▶ _TASK DIRECTIONS_: Repeat the records verbatim and leave the pictures out of your copy.

▶ _RECORDS SHOWN_:
+ + +

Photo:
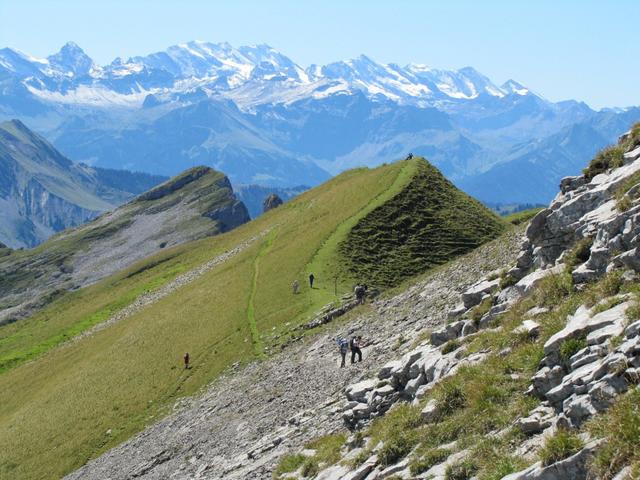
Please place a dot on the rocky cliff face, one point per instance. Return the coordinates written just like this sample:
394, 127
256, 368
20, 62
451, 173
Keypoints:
198, 203
271, 202
502, 385
42, 192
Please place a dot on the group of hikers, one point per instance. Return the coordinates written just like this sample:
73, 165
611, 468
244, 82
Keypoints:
295, 286
360, 292
354, 345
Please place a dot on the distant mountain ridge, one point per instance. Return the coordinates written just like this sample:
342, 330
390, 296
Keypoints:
195, 204
218, 67
261, 118
43, 192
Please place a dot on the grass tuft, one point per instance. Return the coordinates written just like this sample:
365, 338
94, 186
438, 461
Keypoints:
620, 426
559, 446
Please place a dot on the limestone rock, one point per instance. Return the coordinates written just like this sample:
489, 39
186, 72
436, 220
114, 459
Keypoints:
473, 296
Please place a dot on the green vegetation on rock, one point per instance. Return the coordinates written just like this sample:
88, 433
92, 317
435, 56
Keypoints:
426, 224
121, 378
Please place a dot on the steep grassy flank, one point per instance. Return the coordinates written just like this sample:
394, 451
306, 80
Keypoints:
56, 409
426, 224
56, 264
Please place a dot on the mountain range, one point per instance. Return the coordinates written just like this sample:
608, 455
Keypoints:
254, 114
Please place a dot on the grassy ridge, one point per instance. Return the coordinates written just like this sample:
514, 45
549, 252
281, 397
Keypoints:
69, 404
56, 409
426, 224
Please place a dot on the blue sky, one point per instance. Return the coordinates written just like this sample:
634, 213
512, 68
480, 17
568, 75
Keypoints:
585, 49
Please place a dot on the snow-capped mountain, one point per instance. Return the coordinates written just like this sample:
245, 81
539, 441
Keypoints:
260, 117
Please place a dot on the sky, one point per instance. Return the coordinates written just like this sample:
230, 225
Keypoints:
562, 49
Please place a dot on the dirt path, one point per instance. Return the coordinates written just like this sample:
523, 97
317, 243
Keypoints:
253, 325
149, 298
250, 417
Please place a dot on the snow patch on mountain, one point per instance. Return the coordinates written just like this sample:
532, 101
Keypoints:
249, 75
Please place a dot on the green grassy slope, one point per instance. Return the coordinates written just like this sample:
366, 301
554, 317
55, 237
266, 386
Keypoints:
51, 265
426, 224
56, 409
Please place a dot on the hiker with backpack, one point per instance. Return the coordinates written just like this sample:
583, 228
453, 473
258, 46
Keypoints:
343, 345
355, 348
359, 292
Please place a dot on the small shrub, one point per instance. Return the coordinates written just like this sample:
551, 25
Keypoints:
451, 346
462, 470
494, 275
570, 347
428, 459
481, 310
615, 342
579, 253
503, 467
310, 467
396, 448
610, 285
288, 464
452, 398
559, 446
524, 216
507, 281
553, 289
327, 448
608, 304
623, 203
359, 459
633, 312
620, 426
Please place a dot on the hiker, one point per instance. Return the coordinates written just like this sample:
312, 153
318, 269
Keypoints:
359, 292
186, 360
355, 349
344, 346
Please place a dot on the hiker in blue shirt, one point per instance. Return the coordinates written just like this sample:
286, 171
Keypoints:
344, 346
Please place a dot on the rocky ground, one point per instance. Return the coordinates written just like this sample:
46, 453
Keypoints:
253, 415
587, 242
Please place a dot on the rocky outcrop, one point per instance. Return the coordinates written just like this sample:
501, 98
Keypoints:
196, 204
571, 384
271, 202
586, 365
42, 192
297, 395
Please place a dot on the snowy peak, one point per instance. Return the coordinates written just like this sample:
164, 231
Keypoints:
71, 61
511, 86
248, 75
21, 64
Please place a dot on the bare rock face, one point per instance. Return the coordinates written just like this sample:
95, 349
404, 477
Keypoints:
271, 202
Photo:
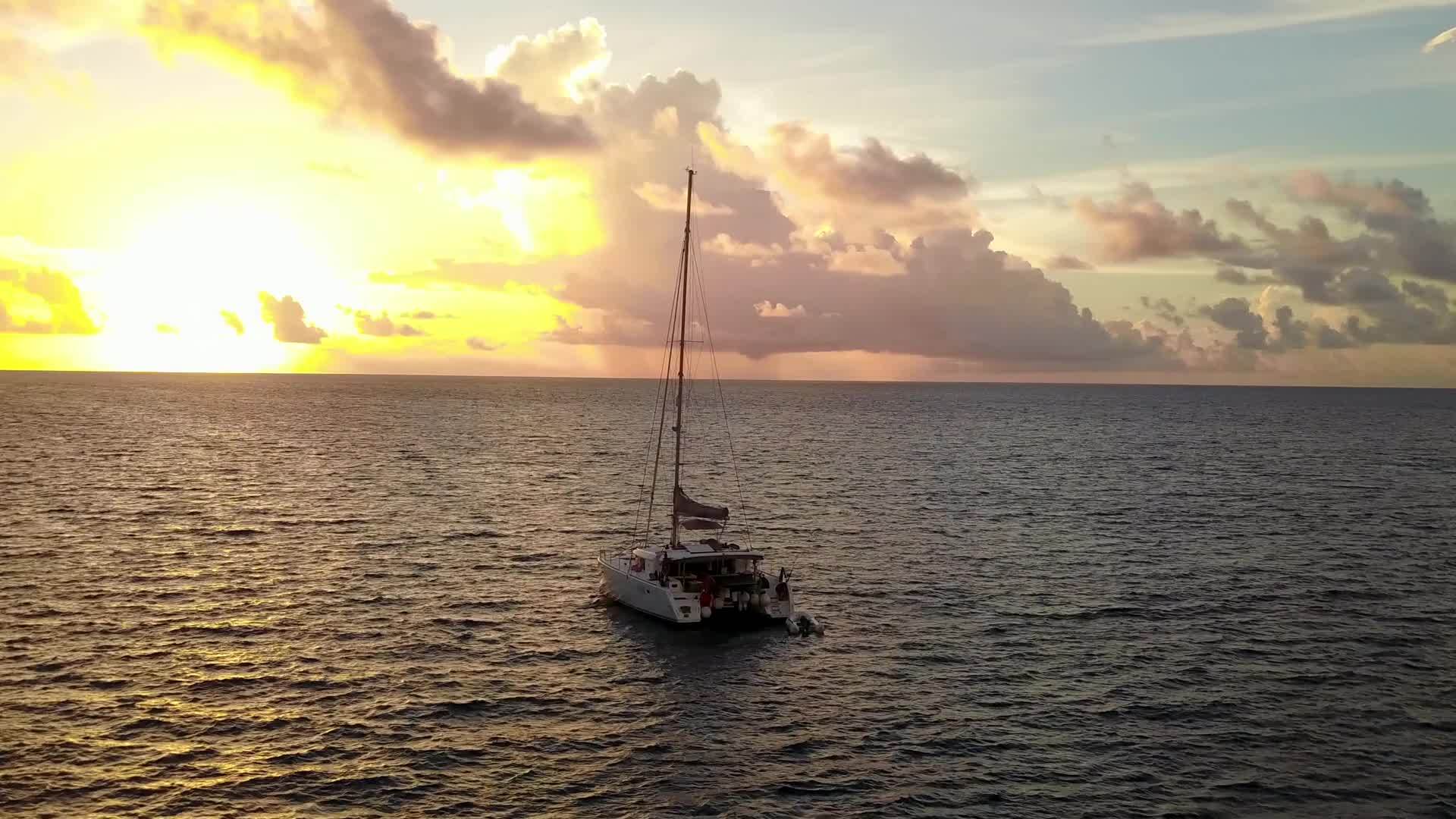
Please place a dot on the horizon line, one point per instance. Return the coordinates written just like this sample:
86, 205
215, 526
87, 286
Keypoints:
906, 382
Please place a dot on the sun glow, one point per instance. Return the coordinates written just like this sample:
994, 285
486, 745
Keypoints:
182, 295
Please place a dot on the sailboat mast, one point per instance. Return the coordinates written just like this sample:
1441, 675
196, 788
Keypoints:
682, 354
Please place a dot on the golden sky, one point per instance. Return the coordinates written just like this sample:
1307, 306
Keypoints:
338, 186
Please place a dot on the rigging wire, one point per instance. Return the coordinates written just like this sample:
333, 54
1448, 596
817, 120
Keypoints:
661, 423
723, 401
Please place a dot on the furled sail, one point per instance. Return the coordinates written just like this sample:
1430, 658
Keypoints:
688, 507
699, 523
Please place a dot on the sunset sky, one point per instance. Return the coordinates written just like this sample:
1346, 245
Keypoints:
1253, 191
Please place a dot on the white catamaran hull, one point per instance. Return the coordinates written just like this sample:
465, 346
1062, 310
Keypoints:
673, 604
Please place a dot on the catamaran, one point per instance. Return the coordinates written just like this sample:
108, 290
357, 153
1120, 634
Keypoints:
691, 580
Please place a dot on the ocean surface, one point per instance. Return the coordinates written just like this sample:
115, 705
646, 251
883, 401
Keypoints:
376, 596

+ + +

▶ _COMPLETE ANSWER_:
Photo:
Please place a dot on the rocky cliff face, one point per instance. Return the coordinates written just like this sample:
394, 127
256, 368
20, 62
451, 173
Keypoints:
198, 203
271, 202
502, 385
42, 192
Please place a dot on the group of hikers, one point per instance. Return the coordinates written just like this sample:
73, 165
611, 468
244, 82
Keypoints:
295, 286
360, 292
354, 345
Please place a dot on the distant mountain ridge, one point per instance. Return the coordinates written just like this sample:
342, 330
390, 296
Keypoints:
195, 204
218, 67
261, 118
43, 192
Please place a dot on the grass tuft, one point per instance. Return the coordinates written just like this sample:
365, 338
94, 186
438, 461
Keypoints:
620, 426
559, 446
Please place a dot on the limestone rock, one point per instance. Return the coordinates written just like this sample:
489, 39
186, 72
436, 220
114, 459
Keypoints:
473, 296
Please place a dot on the green vegetation on rock, one point per instance. Return the coordinates written just like this sample:
88, 433
92, 317
435, 56
Keypoints:
426, 224
121, 378
Please place a dot on the steep grassy flank, one point per instance. Return the coordinates written just like this sample:
394, 451
306, 80
Keypoints:
56, 409
426, 224
56, 264
Please place a dot on the mountain range, one point per instance. Return the coordinates written just like this sample:
608, 455
Keypoints:
254, 114
Please place a dot on the grassy ridge, one point per instance. Return the coordinates written just like this sample:
514, 45
549, 252
281, 397
Keypoints:
69, 404
56, 409
426, 224
Please place a dot on the blue sky, one point per instance. Return the coordinates written just like this sample:
634, 213
512, 68
480, 17
568, 75
Keypoints:
585, 49
Please place a dot on the snow-capped mountain, one point per instance. Return the coordinates written just like this sample:
245, 81
539, 441
Keypoints:
260, 117
Please place a dot on the sky, one point per instance. Return the coordinates written just like this sample:
230, 225
Keypoints:
562, 49
Please place a dot on the dirt path, one point per instance. Return the coordinates written just like this sample:
523, 97
317, 243
Keypoints:
253, 325
149, 298
250, 417
Please place a dot on the snow patch on mountain, one point per instance. Return the coordinates written just like this sample:
532, 101
Keypoints:
249, 75
Please place a dot on the green grassy slope, one point per instance. Return the coordinates written just like this sample:
366, 301
554, 317
55, 237
266, 386
Keypoints:
51, 265
426, 224
56, 409
Please place a dot on the hiker with backpack, one point per instance. Return the coordinates written just like this sample:
583, 228
453, 473
258, 46
Keypoints:
343, 345
355, 348
359, 292
Please place a dot on the small shrub, one point per instance. Return the coordinates written just like this sample:
551, 25
Keypoints:
451, 346
462, 470
494, 275
570, 347
428, 459
481, 310
615, 342
579, 253
503, 467
310, 467
396, 448
610, 285
288, 464
452, 398
559, 446
524, 216
507, 281
553, 289
327, 448
608, 304
623, 203
359, 459
633, 312
620, 426
Please place a dot on the hiker, one point per instance. Return the coordinates written just like this sample:
312, 153
318, 269
Keypoints:
359, 292
186, 360
355, 349
344, 346
Please place a dot on the hiker in blue shirt, one point per instance. Return the coordinates written just like this sample:
286, 171
Keypoints:
344, 346
Please place a dot on the rocky ground, one point per instance. Return the coordinates written just like this sample:
46, 453
Keypoints:
253, 415
587, 242
Please place a dot on the rocky outcrop, one point per instance. Return the coordinates written just like this sample:
501, 98
Keypoints:
196, 204
571, 384
271, 202
586, 365
42, 192
297, 395
Please place a dot on the snowy peak, one point per instance. Return the coordinates written just like this sample:
164, 231
Keypoints:
71, 61
511, 86
248, 75
21, 64
Please place a dot on the bare rock face, one point per instance. Return the coordinates written just like this sample:
95, 349
404, 477
Keypoints:
271, 202
Photo:
Please place a dot on the horizon line, one point per instance. Return the coordinates written just like this sample:
86, 205
215, 526
87, 286
Keypoints:
906, 382
Please place a dot on the sun glow, one point per instance. Return the coordinates written just like this sample:
994, 285
486, 745
Keypoints:
182, 295
Please place a dot on the sailboat mast, one point per instance. Return the coordinates written just like this sample:
1441, 675
196, 788
Keypoints:
682, 354
Please place a dot on the golden sky, one point per instance. Return the coordinates written just like this sample:
1307, 306
Keypoints:
338, 186
Please place a dot on the rigging wire, one point per instance. Return the coordinates written just like this sample:
333, 54
1448, 596
817, 120
Keypoints:
661, 423
723, 401
Please place a dot on the furled sail, one point per instance. Return the coordinates written just like this sample:
1430, 658
Keypoints:
688, 507
699, 523
Please place a dot on the sunset sky, one point per instance. Return the coordinates written just like this sample:
1346, 245
Keypoints:
1253, 191
Please place a dot on the white catamaran hull, one point per instance. Return the coordinates written just like this sample:
465, 346
1062, 310
Keypoints:
673, 604
Please place a dot on the catamaran, one point per instance. Return the coordinates written just like this sample:
108, 290
357, 153
1120, 634
Keypoints:
691, 580
Please place a dot on the ocean surface, one point per instance. Return the coordinates written just like this sample:
115, 705
646, 251
883, 401
Keypoints:
376, 596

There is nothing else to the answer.